DOKUMENTTEXT:
Es läuft also doch – aber eben nicht rund. Man fährt mit angezogener Handbremse und das trotz der aktuellen Lage. So muss auch die Schweiz auf Dauer CO₂-frei werden. Das Netto-null-Ziel soll im 2050 erreicht sein. Wasserstoff wäre hier ein wichtiger Energieträger. Er lässt sich zudem gut speichern und ist auch zu Zeiten einsetzbar, an denen nicht durch Sonne oder Wind regenerative Energie gewonnen werden kann. Daher wundert es Rolf Huber, dass der Bund mit der im Dezember 2024 verabschiedeten Wasserstoffstrategie einen – wie er es sagt – «verwaltungstechnischen Betriebsunfall» hingelegt hat. «Beginnend damit, dass es an Anreizen fehlt», sagt er. «Niemand investiert in unsichere Märkte ohne wirtschaftliche Erfolgsaussichten.» So fehlt es an Marktanreizen durch die Politik beziehungsweise alternativ an Strategien, mit denen sich der Einsatz monetarisieren lässt.

BEREITGESTELLTE DATEN:
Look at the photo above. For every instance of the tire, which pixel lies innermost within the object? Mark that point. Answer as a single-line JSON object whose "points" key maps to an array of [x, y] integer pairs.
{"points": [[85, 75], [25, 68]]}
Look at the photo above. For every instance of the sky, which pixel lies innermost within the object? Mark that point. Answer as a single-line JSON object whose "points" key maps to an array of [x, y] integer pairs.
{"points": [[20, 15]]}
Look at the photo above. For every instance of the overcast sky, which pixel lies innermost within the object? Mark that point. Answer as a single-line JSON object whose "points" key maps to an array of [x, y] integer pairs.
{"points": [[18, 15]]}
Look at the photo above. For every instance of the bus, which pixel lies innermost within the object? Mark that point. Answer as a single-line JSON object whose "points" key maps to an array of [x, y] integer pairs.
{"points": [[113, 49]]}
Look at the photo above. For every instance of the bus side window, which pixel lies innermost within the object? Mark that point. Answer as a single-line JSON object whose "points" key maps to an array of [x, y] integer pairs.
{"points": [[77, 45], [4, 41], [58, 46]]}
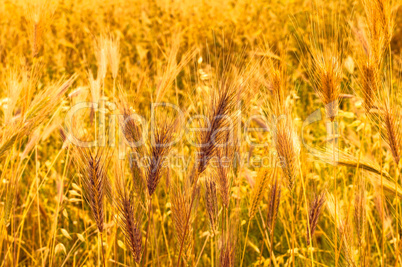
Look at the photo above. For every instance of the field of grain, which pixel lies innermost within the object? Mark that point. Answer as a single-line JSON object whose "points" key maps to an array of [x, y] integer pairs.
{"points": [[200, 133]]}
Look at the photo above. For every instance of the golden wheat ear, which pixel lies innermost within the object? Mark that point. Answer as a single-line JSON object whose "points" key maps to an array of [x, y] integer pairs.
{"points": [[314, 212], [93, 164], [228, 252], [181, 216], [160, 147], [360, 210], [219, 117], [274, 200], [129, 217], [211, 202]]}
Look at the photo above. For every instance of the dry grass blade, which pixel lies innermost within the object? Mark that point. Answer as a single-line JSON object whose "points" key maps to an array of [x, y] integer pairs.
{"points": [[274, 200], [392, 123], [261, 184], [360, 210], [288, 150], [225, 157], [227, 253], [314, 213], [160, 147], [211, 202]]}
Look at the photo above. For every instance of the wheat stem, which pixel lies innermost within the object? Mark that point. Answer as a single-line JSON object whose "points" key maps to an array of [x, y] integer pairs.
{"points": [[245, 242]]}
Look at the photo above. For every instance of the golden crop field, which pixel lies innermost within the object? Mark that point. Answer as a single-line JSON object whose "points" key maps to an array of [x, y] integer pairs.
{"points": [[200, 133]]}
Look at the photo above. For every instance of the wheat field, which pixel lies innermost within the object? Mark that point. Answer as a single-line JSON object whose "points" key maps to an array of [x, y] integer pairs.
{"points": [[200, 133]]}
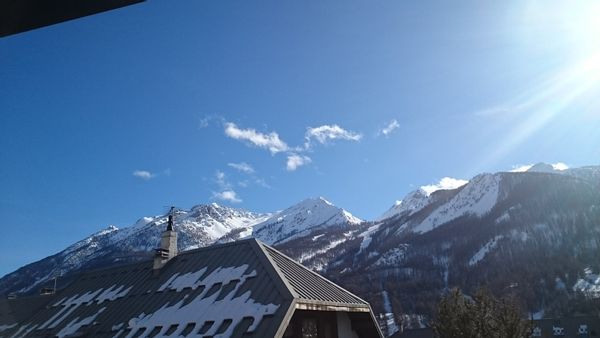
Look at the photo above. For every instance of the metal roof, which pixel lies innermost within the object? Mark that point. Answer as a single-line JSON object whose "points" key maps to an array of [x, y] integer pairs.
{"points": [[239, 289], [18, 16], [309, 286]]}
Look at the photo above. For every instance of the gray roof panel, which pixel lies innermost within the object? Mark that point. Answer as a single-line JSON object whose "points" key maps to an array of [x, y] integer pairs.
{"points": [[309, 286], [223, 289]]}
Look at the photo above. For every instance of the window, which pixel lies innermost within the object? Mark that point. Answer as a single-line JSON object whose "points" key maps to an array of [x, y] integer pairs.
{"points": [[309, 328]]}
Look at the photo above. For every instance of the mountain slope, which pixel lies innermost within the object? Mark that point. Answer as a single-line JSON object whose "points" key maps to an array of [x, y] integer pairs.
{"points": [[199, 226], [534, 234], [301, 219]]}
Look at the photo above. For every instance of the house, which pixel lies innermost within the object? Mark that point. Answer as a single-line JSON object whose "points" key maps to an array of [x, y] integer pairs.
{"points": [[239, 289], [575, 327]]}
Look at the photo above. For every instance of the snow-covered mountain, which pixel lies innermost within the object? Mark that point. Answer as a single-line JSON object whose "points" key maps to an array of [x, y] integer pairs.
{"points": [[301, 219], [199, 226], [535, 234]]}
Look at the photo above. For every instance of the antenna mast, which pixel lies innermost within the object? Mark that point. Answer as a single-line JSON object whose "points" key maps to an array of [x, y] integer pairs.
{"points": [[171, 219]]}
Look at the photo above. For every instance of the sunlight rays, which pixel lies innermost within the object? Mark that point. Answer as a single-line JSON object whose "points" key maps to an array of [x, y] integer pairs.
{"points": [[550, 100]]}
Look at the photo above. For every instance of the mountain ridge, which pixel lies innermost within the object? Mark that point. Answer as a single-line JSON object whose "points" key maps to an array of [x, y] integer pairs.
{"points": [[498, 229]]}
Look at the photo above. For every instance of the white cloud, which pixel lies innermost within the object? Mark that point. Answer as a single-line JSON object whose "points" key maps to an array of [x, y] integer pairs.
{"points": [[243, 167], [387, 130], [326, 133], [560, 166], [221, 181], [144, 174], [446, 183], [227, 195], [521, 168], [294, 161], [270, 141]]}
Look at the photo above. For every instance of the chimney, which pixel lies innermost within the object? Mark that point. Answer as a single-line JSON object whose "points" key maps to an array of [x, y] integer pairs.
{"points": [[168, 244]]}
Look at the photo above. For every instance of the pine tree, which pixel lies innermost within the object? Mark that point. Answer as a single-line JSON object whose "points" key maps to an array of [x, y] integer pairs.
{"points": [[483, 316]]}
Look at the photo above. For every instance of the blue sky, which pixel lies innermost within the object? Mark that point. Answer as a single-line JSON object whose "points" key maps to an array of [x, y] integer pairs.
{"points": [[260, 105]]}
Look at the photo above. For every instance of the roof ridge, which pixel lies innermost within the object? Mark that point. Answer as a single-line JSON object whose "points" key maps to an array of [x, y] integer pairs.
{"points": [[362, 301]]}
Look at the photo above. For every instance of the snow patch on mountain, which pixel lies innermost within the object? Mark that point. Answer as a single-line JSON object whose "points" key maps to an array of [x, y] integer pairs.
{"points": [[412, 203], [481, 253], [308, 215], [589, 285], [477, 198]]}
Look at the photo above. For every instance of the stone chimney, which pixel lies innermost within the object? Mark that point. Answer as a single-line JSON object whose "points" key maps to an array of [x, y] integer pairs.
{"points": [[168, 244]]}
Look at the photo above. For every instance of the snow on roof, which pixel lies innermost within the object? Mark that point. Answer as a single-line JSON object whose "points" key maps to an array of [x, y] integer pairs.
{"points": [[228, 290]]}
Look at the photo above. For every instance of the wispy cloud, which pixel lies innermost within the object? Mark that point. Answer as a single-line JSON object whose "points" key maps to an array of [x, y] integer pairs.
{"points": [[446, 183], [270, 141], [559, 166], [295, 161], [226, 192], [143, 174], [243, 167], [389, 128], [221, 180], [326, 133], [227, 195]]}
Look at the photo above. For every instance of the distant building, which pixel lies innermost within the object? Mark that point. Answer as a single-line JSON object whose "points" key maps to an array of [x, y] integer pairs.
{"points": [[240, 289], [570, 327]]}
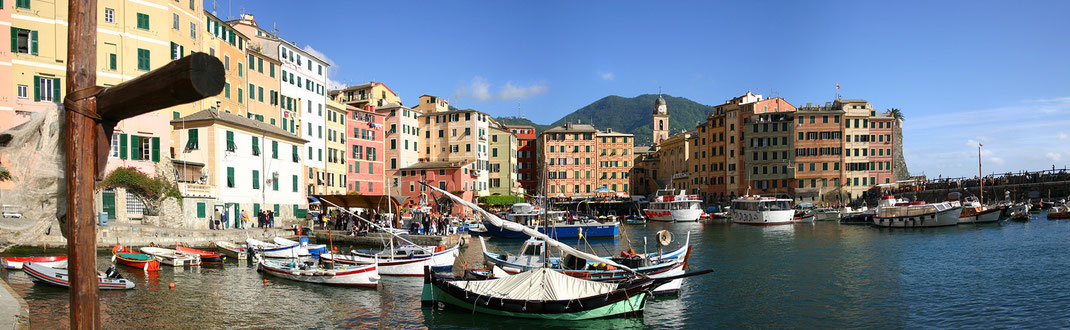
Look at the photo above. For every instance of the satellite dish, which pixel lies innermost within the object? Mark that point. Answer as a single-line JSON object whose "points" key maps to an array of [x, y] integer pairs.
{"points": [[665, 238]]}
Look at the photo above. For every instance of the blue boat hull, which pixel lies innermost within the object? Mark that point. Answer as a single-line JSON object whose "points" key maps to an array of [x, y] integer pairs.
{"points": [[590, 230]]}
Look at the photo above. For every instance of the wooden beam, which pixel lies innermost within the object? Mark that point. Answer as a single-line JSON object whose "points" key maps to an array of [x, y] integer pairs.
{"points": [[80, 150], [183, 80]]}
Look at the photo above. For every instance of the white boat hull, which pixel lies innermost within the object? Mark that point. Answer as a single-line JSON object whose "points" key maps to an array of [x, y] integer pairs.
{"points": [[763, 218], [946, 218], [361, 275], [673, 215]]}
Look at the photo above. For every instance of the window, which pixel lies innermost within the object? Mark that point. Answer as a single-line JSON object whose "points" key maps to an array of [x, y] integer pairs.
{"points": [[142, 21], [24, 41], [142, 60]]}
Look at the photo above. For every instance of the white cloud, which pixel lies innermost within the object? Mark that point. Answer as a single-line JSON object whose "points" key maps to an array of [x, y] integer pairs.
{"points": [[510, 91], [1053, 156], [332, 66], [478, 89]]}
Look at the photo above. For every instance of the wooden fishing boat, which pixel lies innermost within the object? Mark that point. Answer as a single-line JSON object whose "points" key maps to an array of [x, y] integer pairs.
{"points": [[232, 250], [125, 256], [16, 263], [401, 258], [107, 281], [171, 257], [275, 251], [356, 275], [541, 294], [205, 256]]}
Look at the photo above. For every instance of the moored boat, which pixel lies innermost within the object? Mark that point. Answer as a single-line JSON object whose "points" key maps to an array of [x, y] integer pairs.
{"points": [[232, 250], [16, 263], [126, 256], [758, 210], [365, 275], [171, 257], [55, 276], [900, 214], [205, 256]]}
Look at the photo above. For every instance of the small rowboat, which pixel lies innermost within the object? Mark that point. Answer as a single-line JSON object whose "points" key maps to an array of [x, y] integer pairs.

---

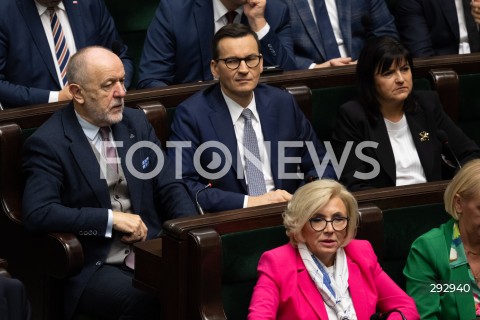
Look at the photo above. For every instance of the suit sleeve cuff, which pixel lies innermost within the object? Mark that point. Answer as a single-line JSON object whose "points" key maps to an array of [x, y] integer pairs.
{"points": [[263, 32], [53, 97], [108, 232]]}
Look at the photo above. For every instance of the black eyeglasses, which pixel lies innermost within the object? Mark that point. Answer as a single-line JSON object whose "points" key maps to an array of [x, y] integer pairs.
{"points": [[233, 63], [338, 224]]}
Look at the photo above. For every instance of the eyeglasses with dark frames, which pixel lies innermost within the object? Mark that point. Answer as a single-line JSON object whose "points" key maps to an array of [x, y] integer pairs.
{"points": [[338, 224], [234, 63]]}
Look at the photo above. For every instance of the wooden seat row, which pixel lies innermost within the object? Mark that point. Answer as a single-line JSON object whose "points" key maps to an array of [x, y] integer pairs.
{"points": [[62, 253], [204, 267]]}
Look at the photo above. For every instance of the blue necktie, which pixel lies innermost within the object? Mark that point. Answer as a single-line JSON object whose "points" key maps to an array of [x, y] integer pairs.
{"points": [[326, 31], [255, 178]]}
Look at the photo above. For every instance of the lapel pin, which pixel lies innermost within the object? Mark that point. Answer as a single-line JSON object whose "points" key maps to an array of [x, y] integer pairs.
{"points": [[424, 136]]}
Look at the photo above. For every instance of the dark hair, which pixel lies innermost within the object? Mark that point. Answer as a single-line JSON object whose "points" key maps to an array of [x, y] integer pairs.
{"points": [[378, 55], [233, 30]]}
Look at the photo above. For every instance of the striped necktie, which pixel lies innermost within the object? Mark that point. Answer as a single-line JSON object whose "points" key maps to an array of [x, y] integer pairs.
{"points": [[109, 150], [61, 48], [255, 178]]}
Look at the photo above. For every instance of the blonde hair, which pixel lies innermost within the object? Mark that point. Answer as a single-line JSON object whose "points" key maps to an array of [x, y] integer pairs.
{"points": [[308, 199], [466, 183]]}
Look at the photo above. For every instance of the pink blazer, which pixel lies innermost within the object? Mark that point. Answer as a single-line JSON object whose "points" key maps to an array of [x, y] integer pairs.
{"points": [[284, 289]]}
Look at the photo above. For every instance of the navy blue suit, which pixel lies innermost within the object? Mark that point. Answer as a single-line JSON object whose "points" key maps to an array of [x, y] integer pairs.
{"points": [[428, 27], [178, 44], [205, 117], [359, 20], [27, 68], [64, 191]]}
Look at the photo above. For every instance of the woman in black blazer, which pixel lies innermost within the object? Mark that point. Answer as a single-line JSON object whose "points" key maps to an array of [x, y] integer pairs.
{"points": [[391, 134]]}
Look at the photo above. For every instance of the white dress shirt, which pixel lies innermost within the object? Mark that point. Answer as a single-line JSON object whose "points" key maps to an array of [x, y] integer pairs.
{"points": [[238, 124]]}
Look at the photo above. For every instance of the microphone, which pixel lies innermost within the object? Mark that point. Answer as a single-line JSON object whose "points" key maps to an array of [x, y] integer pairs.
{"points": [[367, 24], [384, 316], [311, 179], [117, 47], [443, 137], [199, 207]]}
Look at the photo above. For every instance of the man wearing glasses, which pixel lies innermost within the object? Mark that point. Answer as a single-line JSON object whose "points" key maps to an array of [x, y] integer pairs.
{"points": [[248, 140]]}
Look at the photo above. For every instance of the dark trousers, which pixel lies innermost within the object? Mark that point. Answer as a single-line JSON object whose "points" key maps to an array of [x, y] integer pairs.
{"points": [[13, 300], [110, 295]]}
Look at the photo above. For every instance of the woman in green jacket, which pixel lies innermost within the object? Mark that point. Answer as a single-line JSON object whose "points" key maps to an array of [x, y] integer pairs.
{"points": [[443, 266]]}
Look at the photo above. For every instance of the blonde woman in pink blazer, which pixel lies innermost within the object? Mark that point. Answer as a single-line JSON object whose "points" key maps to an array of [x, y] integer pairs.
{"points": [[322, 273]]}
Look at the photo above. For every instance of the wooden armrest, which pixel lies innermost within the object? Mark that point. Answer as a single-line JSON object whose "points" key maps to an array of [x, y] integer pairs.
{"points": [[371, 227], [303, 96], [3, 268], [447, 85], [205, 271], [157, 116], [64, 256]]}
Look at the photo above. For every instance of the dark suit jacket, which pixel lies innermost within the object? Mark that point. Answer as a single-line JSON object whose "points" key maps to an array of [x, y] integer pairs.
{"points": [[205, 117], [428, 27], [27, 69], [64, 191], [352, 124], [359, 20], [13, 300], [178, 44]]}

AUFGABEN:
A - Beantworte anhand des Textes zur Wasserstoffstrategie:
(i) In welchem Jahr soll das Netto-null-Ziel erreicht sein?
(ii) Wann hat der Bund die Wasserstoffstrategie verabschiedet?
(iii) Woran fehlt es laut Rolf Huber zuallererst?
B - Übersetze diesen Satz aus dem Text zur Wasserstoffstrategie ins Englische: „Niemand investiert in unsichere Märkte ohne wirtschaftliche Erfolgsaussichten.“
C - Gib aus dem Text zur Wasserstoffstrategie die Stelle wortgetreu wieder, beginnend bei „Es läuft also“ und endend bei „Einsatz monetarisieren lässt.“.
Maßgeblich ist allein der Text, nicht die Zeilen.

LÖSUNGEN:
A -
(i) 2050
(ii) Im Dezember 2024
(iii) An Anreizen

B - No one invests in uncertain markets without prospects of economic success.

C -
Es läuft also doch – aber eben nicht rund. Man fährt mit angezogener Handbremse und das trotz der aktuellen Lage. So muss auch die Schweiz auf Dauer CO₂-frei werden. Das Netto-null-Ziel soll im 2050 erreicht sein. Wasserstoff wäre hier ein wichtiger Energieträger. Er lässt sich zudem gut speichern und ist auch zu Zeiten einsetzbar, an denen nicht durch Sonne oder Wind regenerative Energie gewonnen werden kann. Daher wundert es Rolf Huber, dass der Bund mit der im Dezember 2024 verabschiedeten Wasserstoffstrategie einen – wie er es sagt – «verwaltungstechnischen Betriebsunfall» hingelegt hat. «Beginnend damit, dass es an Anreizen fehlt», sagt er. «Niemand investiert in unsichere Märkte ohne wirtschaftliche Erfolgsaussichten.» So fehlt es an Marktanreizen durch die Politik beziehungsweise alternativ an Strategien, mit denen sich der Einsatz monetarisieren lässt.